- [Work instruction 1] From the literature review overview, output the passage between "Purposes for Literature" and "science is settled)", inclusive, without changing any wording.
- [Work instruction 2] Render this line from the literature review overview in Spanish: "Can be part of a larger work such as a Dissertation or Book."
- [Work instruction 3] In the literature review overview, what is listed alongside landmark studies as something a literature review can help identify?

- [Supplied text]

◇ ◇ ◇ ◇ ◇ ◇ ◇

Literature Review Overview

Studying at a computer with books glasses and cup of coffee

Checkmark YES  A Literature Review is ...

  • A gathering of published literature on a topic for the PURPOSE OF ANALYSIS.
  • A CRITICAL SURVEY of existing published information on a topic in preparation for new original research, policy creation, grant funding, trend forecasting...
  • Can be part of a larger work such as a Dissertation or Book.
  • Can be a singular work such as a journal article, evidence brief, or critically appraised topic paper.

Checkbox NO  A Literature Review is NOT ...

  • a book review or summary
  • an article review or summary
  • a group of book reviews
  • a list of related works
  • a random collection of articles
  • a random collection of research studies

Purposes for Literature Reviews Generally

  • to provide an opportunity to EVALUATE CRITICALLY what has been published on a topic 
  • to identify MAJOR IDEAS and THEMES arising from what is known about a topic 
  • to uncover INCONSISTENCIES, conflicts, or disagreements in what is known about a topic 
  • to identify STRENGTHS or WEAKNESSES in existing research 
  • to identify areas of research that are thoroughly researched (the science is settled) 
  • to identify GAPS in knowledge about a topic (areas that need further research) 
  • to identify WHO initiated discussion of the topic and why 
  • to identify EXPERTS or competing theorists in a topic field 
  • to identify SEMINAL works and landmark studies 
  • to place the topic in an HISTORICAL framework or context 
  • to help provide a BIG picture overview of what has been discovered about a topic
  • to trace the EVOLUTION of thought on a topic 
  • to build a CONCEPTUAL MODEL underlying current thought 
  • to identify HYPOTHESES concerning a topic for purposes of testing 
  • to serve as a LAUNCHING PAD... for the next discussion, the next research project, the next idea, the next theory, the next concept.

◇ ◇ ◇ ◇ ◇ ◇ ◇

- [Dataset]
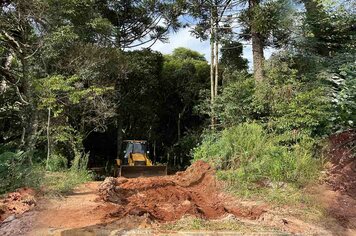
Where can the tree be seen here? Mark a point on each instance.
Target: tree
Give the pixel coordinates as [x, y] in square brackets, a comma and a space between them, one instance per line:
[21, 26]
[231, 56]
[265, 23]
[209, 16]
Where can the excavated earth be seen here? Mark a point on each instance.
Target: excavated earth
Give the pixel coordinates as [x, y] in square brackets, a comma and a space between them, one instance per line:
[17, 203]
[193, 192]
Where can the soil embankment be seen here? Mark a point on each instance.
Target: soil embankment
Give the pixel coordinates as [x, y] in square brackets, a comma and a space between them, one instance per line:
[192, 192]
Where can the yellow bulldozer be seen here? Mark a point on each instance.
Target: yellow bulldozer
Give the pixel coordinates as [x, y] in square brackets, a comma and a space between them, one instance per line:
[136, 163]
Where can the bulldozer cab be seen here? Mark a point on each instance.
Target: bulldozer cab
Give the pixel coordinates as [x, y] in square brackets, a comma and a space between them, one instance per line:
[135, 147]
[136, 163]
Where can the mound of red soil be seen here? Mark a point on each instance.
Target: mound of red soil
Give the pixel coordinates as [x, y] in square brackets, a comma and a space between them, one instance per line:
[167, 198]
[16, 203]
[342, 172]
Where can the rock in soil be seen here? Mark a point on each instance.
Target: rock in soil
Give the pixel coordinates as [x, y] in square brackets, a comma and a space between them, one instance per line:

◇ ◇ ◇ ◇ ◇ ◇ ◇

- [Task output 1]
Purposes for Literature Reviews Generally

  • to provide an opportunity to EVALUATE CRITICALLY what has been published on a topic 
  • to identify MAJOR IDEAS and THEMES arising from what is known about a topic 
  • to uncover INCONSISTENCIES, conflicts, or disagreements in what is known about a topic 
  • to identify STRENGTHS or WEAKNESSES in existing research 
  • to identify areas of research that are thoroughly researched (the science is settled)

- [Task output 2] Puede formar parte de una obra más amplia, como una tesis doctoral o un libro.

- [Task output 3] Seminal works.